使用YOLOv8+SAHI增强小目标检测效果并计算评估指标


前言

最近看到不少同学苦恼于想要评估 YOLO + SAHI 的指标,但不知道具体操作步骤,我自己在网上搜到的内容也比较复杂,大部分还要收费,所以就决定自己写一个代码,实现从模型加载、图像处理、检测结果可视化到评估指标计算的全过程。这个代码基本已经做到即插即用啦,支持 YOLOv5、YOLOv8 等多种模型,话不多说,下面就开始讲解吧!(赶时间的小伙伴可以直接跳转到最后复制完整代码)

在这里插入图片描述


必要环境

我们需要安装如下几个库
1、OpenCV (cv2)
2、SAHI
3、tabulate
4、podm
5、tqdm
6、argparse

安装命令如下:

pip install opencv-python sahi tabulate podm tqdm argparse -i  https://pypi.tuna.tsinghua.edu.cn/simple

一、代码结构

1、 训练参数解析

首先,我们利用 argparse 模块来设置命令行参数,以便灵活配置各种变量

parser = argparse.ArgumentParser(description="Object Detection Evaluation Script")
parser.add_argument('--filepath', type=str, default='val/images', help='Path to the images folder')
parser.add_argument('--annotation_folder', type=str, default='val/labels', help='Path to the annotation folder')

parser.add_argument('--model_type', type=str, default='yolov8', help='Type of the detection model')
parser.add_argument('--model_path', type=str, default='kitti_baseline/weights/best.pt',
                    help='Path to the model weights')
parser.add_argument('--confidence_threshold', type=float, default=0.4, help='Confidence threshold for the model')

**任务说明:** 把上面讲 YOLOv8+SAHI 小目标检测的文章中，从“首先,我们利用 argparse 模块来设置命令行参数,以便灵活配置各种变量”一直到“the annotation folder')”的这段文字一字不差地抄下来。

**所给记录:**
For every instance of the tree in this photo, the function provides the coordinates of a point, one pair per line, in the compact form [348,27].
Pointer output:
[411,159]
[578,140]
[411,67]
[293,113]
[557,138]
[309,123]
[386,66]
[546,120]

**解决办法:**
首先,我们利用 argparse 模块来设置命令行参数,以便灵活配置各种变量

parser = argparse.ArgumentParser(description="Object Detection Evaluation Script")
parser.add_argument('--filepath', type=str, default='val/images', help='Path to the images folder')
parser.add_argument('--annotation_folder', type=str, default='val/labels', help='Path to the annotation folder')